------ GIVEN INFORMATION

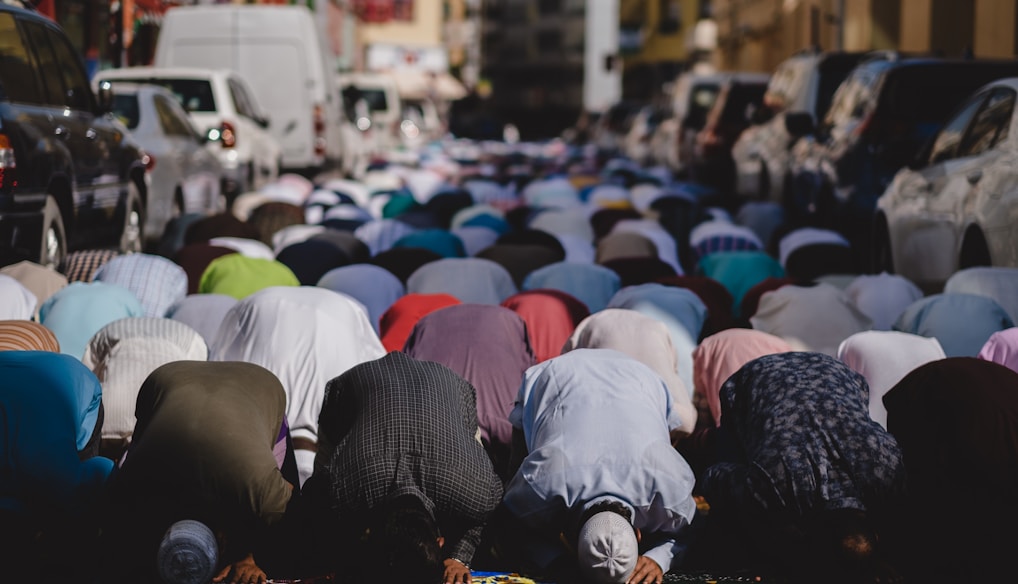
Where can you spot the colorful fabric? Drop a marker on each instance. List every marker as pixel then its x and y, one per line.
pixel 238 276
pixel 801 421
pixel 489 347
pixel 551 316
pixel 55 401
pixel 724 353
pixel 26 336
pixel 79 310
pixel 404 426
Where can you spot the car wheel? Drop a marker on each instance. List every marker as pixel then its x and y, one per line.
pixel 974 251
pixel 882 256
pixel 131 234
pixel 54 242
pixel 764 188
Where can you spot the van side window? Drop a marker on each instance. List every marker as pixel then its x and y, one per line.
pixel 49 67
pixel 77 94
pixel 169 118
pixel 17 77
pixel 241 101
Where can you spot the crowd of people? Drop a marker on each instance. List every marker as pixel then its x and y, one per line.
pixel 532 359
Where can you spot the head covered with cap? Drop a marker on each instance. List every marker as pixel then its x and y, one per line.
pixel 607 546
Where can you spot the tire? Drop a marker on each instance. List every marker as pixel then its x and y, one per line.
pixel 53 246
pixel 132 231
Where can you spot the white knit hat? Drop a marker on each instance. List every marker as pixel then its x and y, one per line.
pixel 607 547
pixel 187 555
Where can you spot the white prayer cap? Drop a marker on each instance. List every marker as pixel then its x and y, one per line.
pixel 607 547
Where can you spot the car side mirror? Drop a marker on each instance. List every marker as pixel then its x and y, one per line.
pixel 799 124
pixel 104 98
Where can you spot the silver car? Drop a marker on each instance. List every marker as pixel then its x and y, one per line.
pixel 956 205
pixel 185 176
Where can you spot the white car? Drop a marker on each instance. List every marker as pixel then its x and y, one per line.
pixel 222 106
pixel 956 206
pixel 185 177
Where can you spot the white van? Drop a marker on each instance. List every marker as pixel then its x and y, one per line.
pixel 381 94
pixel 278 49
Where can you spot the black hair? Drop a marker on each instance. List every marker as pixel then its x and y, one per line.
pixel 402 541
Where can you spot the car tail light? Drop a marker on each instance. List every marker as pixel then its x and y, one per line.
pixel 8 178
pixel 228 135
pixel 319 125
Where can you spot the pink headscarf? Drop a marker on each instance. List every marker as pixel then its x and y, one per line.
pixel 721 354
pixel 1002 347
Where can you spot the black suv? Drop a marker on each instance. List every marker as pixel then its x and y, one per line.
pixel 70 176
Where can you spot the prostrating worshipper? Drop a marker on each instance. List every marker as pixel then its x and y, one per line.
pixel 76 312
pixel 52 482
pixel 18 302
pixel 720 355
pixel 122 354
pixel 884 357
pixel 646 340
pixel 373 286
pixel 551 316
pixel 305 336
pixel 397 323
pixel 962 323
pixel 957 420
pixel 402 489
pixel 594 285
pixel 682 312
pixel 599 493
pixel 489 347
pixel 805 482
pixel 156 281
pixel 26 336
pixel 202 451
pixel 468 279
pixel 41 281
pixel 1002 347
pixel 883 297
pixel 238 276
pixel 795 313
pixel 204 312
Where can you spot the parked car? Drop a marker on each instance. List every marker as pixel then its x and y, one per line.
pixel 803 82
pixel 280 52
pixel 693 95
pixel 954 206
pixel 880 117
pixel 186 177
pixel 643 143
pixel 222 106
pixel 381 94
pixel 70 175
pixel 737 105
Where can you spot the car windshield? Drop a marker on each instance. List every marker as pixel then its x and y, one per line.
pixel 126 110
pixel 193 95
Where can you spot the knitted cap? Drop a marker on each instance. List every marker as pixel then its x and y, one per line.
pixel 607 547
pixel 187 555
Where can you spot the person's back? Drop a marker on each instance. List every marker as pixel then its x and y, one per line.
pixel 596 423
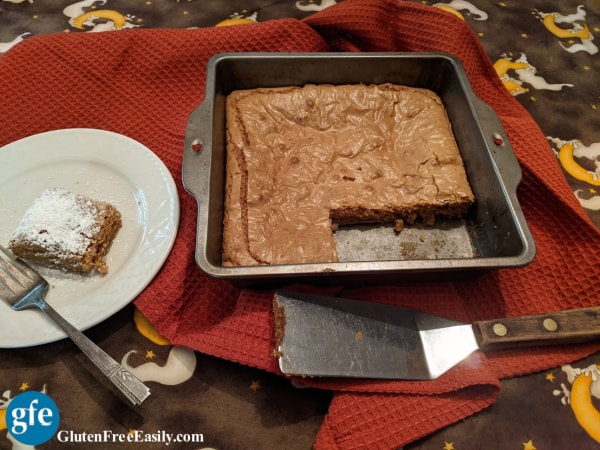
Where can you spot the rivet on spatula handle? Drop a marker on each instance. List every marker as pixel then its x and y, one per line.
pixel 578 325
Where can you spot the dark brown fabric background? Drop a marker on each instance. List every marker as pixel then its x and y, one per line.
pixel 237 407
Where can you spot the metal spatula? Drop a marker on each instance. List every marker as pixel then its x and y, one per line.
pixel 338 337
pixel 22 287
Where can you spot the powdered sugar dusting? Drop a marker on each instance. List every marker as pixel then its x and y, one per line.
pixel 60 220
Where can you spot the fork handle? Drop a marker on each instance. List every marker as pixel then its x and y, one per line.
pixel 123 379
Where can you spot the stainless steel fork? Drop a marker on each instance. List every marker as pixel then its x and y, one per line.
pixel 22 287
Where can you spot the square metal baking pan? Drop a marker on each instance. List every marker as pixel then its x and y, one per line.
pixel 493 235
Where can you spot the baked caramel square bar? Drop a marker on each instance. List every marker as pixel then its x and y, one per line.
pixel 67 231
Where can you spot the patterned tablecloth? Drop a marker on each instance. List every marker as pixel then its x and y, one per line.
pixel 547 57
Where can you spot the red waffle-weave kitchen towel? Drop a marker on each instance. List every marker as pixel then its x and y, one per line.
pixel 145 83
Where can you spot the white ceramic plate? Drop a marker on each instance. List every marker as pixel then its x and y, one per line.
pixel 104 166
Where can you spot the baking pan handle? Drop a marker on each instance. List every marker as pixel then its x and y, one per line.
pixel 499 145
pixel 196 153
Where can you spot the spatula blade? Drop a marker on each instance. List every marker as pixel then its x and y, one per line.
pixel 338 337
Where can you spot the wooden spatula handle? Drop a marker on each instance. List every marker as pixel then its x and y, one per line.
pixel 577 325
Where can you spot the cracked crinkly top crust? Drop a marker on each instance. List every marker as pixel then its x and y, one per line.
pixel 302 159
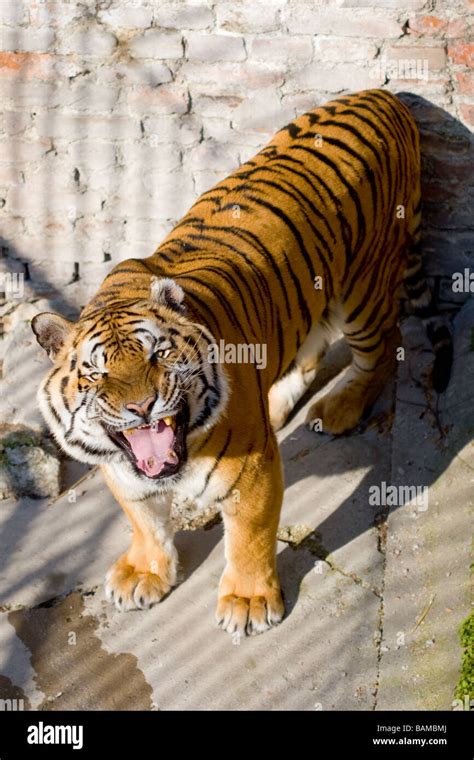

------------

- **EXERCISE DESCRIPTION**
Copy the data from its first line through the line containing "pixel 764 188", and switch every "marker" to "pin" while keeping everything else the same. Leave the pictures out of your copy.

- **EXERCISE OUTPUT**
Where can you spot the colorful fabric? Drop a pin on each instance. List every pin as pixel then its x and y, one per line.
pixel 238 276
pixel 801 421
pixel 489 347
pixel 551 316
pixel 55 401
pixel 724 353
pixel 26 336
pixel 79 310
pixel 404 426
Where can you spot the car wheel? Drop a pin on each instance. List every pin as pixel then its x and y, one per line.
pixel 974 251
pixel 882 256
pixel 131 234
pixel 54 242
pixel 764 188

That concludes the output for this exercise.